§ **Problem to work on**
Repeat the part of the Fibre Mood interview from "Careers in Sewing: Pattern" up to and including "fabric collection, etc.", swapping "Managing Director" for "Chief Executive".

#### Provided passage ####

Careers in Sewing: Pattern magazine publisher Fibre Mood

Have you ever considered a Career in Sewing? Do you dream of ditching the 9-5 and pursuing your creative dreams? In this blog series we will be posting interviews for a range of different sewing jobs to give you a taste of what possibilities are out there. Today we interview Isabella who is founder and publisher of Fibre Mood pattern magazine.

We are really excited to now stock editions 4, 5 and 6 of the Fibre Mood sewing pattern magazine on our online shop.

 

Can you tell us about your job and where you work?

I always have to think of my job title, but it is ‘Managing Director’. I try to coordinate everything once the magazine is made, Teresa, as Creative Director coordinates the whole process of creating the patterns, the descriptions, the style advice, how to’s and choosing the fabric collection, etc.

I’m especially focused on the long term strategy and on daily basis with everything that has to do with building a community, marketing, collaborations with partners and fabric stores and exploring opportunities internationally, etc. We do have an office in the city center of Ghent, and our atelier is in Denderbelle, a small village half an hour driving from Ghent, where Teresa lives.

 

What is your background and how have you ended up working where you are?

When I was 5 years old I knitted my first pullover, and had a little sewing machine to make clothes for my puppets. Making things with my hands was my beloved way of spending my leisure time. But like all girls of my generation I also wanted to study. So I went to university to study literature and theatre science, while I was still sewing and knitting my own clothes. I worked in the culture scene for over 10 years, when a friend asked me: “Why don’t you do something with your sewing?”. This was the trigger for me to start thinking profoundly about it, since I noticed a lot of young woman had started to sew again. They would for sure encounter the same problem I had: the lack of modern sewing patterns with a very good explanation of how to make them. Out of my thinking process came ‘La Maison Victor’ (named after the street where I live in Ghent). I went with my concept to an editor and we launched it together. It was an instant success. It was as if women of all ages were waiting for it.

Since 2015 the editor ended up in difficult waters, selling titles and firing people. La Maison Victor was spared, but the editor wasn’t a safe haven anymore. Good people left the company, figures went down, except for La Maison Victor. Together with my right-hand Teresa, who drew all the sewing patterns, we asked for a management buyout in September 2017. Instead of taking our question seriously, we were fired in December 2017. Two weeks later La Maison Victor was sold to another editor. We both mourned the loss of our creation, but at the same time, in sorrow we found the courage and power to start over. Our story wasn’t finished at all, Teresa and I wanted to do so much more, bringing joy and enthusiasm to anyone who wanted to make her or his own stylish wardrobe. Fibre Mood was born in June 2018, a hybrid concept with basic information on paper and a very elaborated online platform, where like-minded people can find each other and all the necessary information to make a successful project. Today, after one year we welcome 25.000 Sewistas, selling Fibre Mood worldwide, and having the pleasure to serve subscribers in 22 countries. And it feels as if we are just starting ;-).

#### Source excerpt ####

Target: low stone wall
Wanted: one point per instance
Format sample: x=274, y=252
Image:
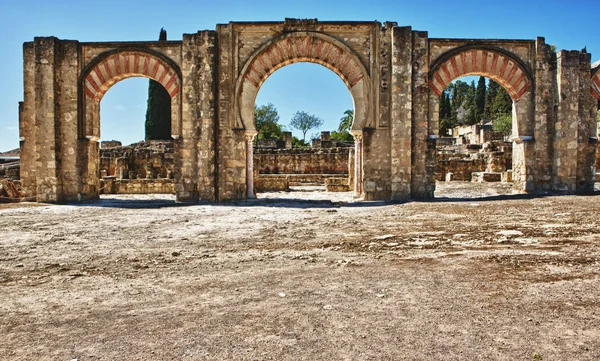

####

§ **Written answer**
Careers in Sewing: Pattern magazine publisher Fibre Mood

Have you ever considered a Career in Sewing? Do you dream of ditching the 9-5 and pursuing your creative dreams? In this blog series we will be posting interviews for a range of different sewing jobs to give you a taste of what possibilities are out there. Today we interview Isabella who is founder and publisher of Fibre Mood pattern magazine.

We are really excited to now stock editions 4, 5 and 6 of the Fibre Mood sewing pattern magazine on our online shop.

 

Can you tell us about your job and where you work?

I always have to think of my job title, but it is ‘Chief Executive’. I try to coordinate everything once the magazine is made, Teresa, as Creative Director coordinates the whole process of creating the patterns, the descriptions, the style advice, how to’s and choosing the fabric collection, etc.